╭─ Selection

This patch have LOT of errors, sorry, please ignore it.
2015-10-21 4:11 GMT+03:00 Timofey Titovets <nefelim4ag@xxxxxxxxx>:
> It's just a proof of concept, and i hope to see feedback/ideas/review about
> it.
> ---
> While deduplication,
> Btrfs produce extent and file fragmentation
> But it's can be optimized by compute - which inode data placed a closest to
> beginning of hdd
> It's allow to:
> 1. Performance boost on hdd (beginning of disk faster then end)
> 2. Make sparse only on tail of fs, what can give boost later for
> balancing and resizing operations
>
> New function:
> static u64 btrfs_avg_disko(struct inode *inode,
> const u64 off, const u64 olen_aligned);
>
> It normalize offsets with data lengths, by represent it like offsets of
> blocks
> It return average data offset of all "pagesized" blocks in given range for
> inode
> Function cloned from btrfs_clone()
>
> Changes from V1:
> Added new function which compute "normal" offset
>
> Signed-off-by: Timofey Titovets <nefelim4ag@xxxxxxxxx>
> ---
> fs/btrfs/ioctl.c | 147
> ++++++++++++++++++++++++++++++++++++++++++++++++++++++-
> 1 file changed, 145 insertions(+), 2 deletions(-)
>
> diff --git a/fs/btrfs/ioctl.c b/fs/btrfs/ioctl.c
> index 3e3e613..17e5313 100644
> --- a/fs/btrfs/ioctl.c
> +++ b/fs/btrfs/ioctl.c
> @@ -86,6 +86,9 @@ struct btrfs_ioctl_received_subvol_args_32 {
> #endif
>
>
> +static u64 btrfs_avg_disko(struct inode *inode,
> + const u64 off, const u64 olen_aligned);
> +
> static int btrfs_clone(struct inode *src, struct inode *inode,
> u64 off, u64 olen, u64 olen_aligned, u64 destoff,
> int no_time_update);
> @@ -3074,8 +3077,20 @@ static int btrfs_extent_same(struct inode *src, u64
> loff, u64 olen,
>
> /* pass original length for comparison so we stay within i_size */
> ret = btrfs_cmp_data(src, loff, dst, dst_loff, olen, &cmp);
> - if (ret == 0)
> - ret = btrfs_clone(src, dst, loff, olen, len, dst_loff, 1);
> + if (ret == 0) {
> + /* prefer inode with lowest offset as source for clone*/
> + u64 src_weight;
> + u64 dst_weight;
> + src_weight = btrfs_avg_disko(src, off, olen);
> + dst_weight = btrfs_avg_disko(dest, dst_loff, olen);
> + /* if one of weight == 0 -> fallback */
> + if (dest_weight == 0)
> + src_weight = 0;
> + if (src_weight > dest_weight)
> + ret = btrfs_clone(dst, src, dst_loff, olen, len, loff, 1);
> + else
> + ret = btrfs_clone(src, dst, loff, olen, len, dst_loff, 1);
> + }
>
> if (same_inode)

╰─

▶ **Task list**
a) Answer these questions about the Btrfs deduplication patch:
(i) What is the name of the new function the patch introduces?
(ii) From which existing function was that new function cloned?
(iii) How many insertions and how many deletions does the patch make?
b) Carry the Btrfs deduplication patch forward from the final line shown, continuing its code.
The rows play no part in the work on this page.

╭─ Extracted information

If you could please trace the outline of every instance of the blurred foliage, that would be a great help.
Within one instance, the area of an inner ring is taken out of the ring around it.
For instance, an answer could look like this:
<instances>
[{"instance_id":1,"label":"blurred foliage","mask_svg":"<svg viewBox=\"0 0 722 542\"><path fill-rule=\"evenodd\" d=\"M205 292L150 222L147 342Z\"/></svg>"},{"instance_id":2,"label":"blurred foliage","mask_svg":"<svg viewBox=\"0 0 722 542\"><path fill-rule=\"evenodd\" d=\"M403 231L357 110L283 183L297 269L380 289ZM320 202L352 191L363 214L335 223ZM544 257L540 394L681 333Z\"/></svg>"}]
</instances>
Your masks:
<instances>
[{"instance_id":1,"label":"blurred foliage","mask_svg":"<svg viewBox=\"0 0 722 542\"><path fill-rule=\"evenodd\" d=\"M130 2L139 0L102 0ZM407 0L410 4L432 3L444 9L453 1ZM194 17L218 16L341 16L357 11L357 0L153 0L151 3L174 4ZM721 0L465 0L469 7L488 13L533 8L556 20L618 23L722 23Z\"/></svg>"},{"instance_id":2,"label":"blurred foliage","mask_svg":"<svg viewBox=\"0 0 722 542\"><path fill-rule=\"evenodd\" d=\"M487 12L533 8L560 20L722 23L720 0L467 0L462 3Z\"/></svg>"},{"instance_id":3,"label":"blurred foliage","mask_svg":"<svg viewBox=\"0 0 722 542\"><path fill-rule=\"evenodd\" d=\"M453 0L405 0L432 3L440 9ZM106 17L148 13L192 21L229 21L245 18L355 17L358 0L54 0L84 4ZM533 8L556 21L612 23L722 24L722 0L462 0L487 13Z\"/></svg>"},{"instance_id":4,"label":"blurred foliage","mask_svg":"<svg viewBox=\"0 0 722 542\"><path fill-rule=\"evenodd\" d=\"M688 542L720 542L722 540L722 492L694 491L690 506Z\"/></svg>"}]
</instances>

╰─

▶ **Per-task outputs**
a)
(i) btrfs_avg_disko
(ii) btrfs_clone()
(iii) 145 insertions and 2 deletions

b)
> unlock_extent(&BTRFS_I(src)->io_tree, same_lock_start,
> @@ -3329,6 +3344,134 @@ static void clone_update_extent_map(struct inode
> *inode,
> }
>
> /**
> + * btrfs_avg_disko() - return avg data offset weight for inode
> + *
> + * @inode: Inode
> + * @off: Offset for computing
> + * @olen_aligned: Block-aligned len of data
> + *
> + * Computing avg address place of data, allow to heuristically
> + * determine where on the disk placed most fragment of data
> + */
> +static u64 btrfs_avg_disko(struct inode *inode,
> + const u64 off, const u64 olen_aligned)
> +{
> + struct btrfs_root *root = BTRFS_I(inode)->root;
> + struct btrfs_path *path = NULL;
> + struct extent_buffer *leaf;
> + char *buf = NULL;
> + struct btrfs_key key;
> + u32 nritems;
> + int slot;
> + int no_quota;
> + double sum = 0;
> + u64 ret = 0;
> + u64 counter = 0;
> +
> + buf = vmalloc(root->nodesize);
> + if (!buf)
> + return ret;
> +
> + path = btrfs_alloc_path();
> + if (!path) {
> + vfree(buf);
> + return ret;
> + }
> +
> + path->reada = 2;
> + /* clone data */
> + key.objectid = btrfs_ino(inode);
> + key.type = BTRFS_EXTENT_DATA_KEY;
> + key.offset = off;
> +
> + while (1) {
> + u64 next_key_min_offset = key.offset + 1;
> +
> + /*
> + * note the key will change type as we walk through the
> + * tree.
> + */
> + path->leave_spinning = 1;
> + ret = btrfs_search_slot(NULL, BTRFS_I(inode)->root, &key, path,
> 0, 0);
> + if (ret < 0)
> + goto out;
> + /*
> + * First search, if no extent item that starts at offset off was
> + * found but the previous item is an extent item, it's possible
> + * it might overlap our target range, therefore process it.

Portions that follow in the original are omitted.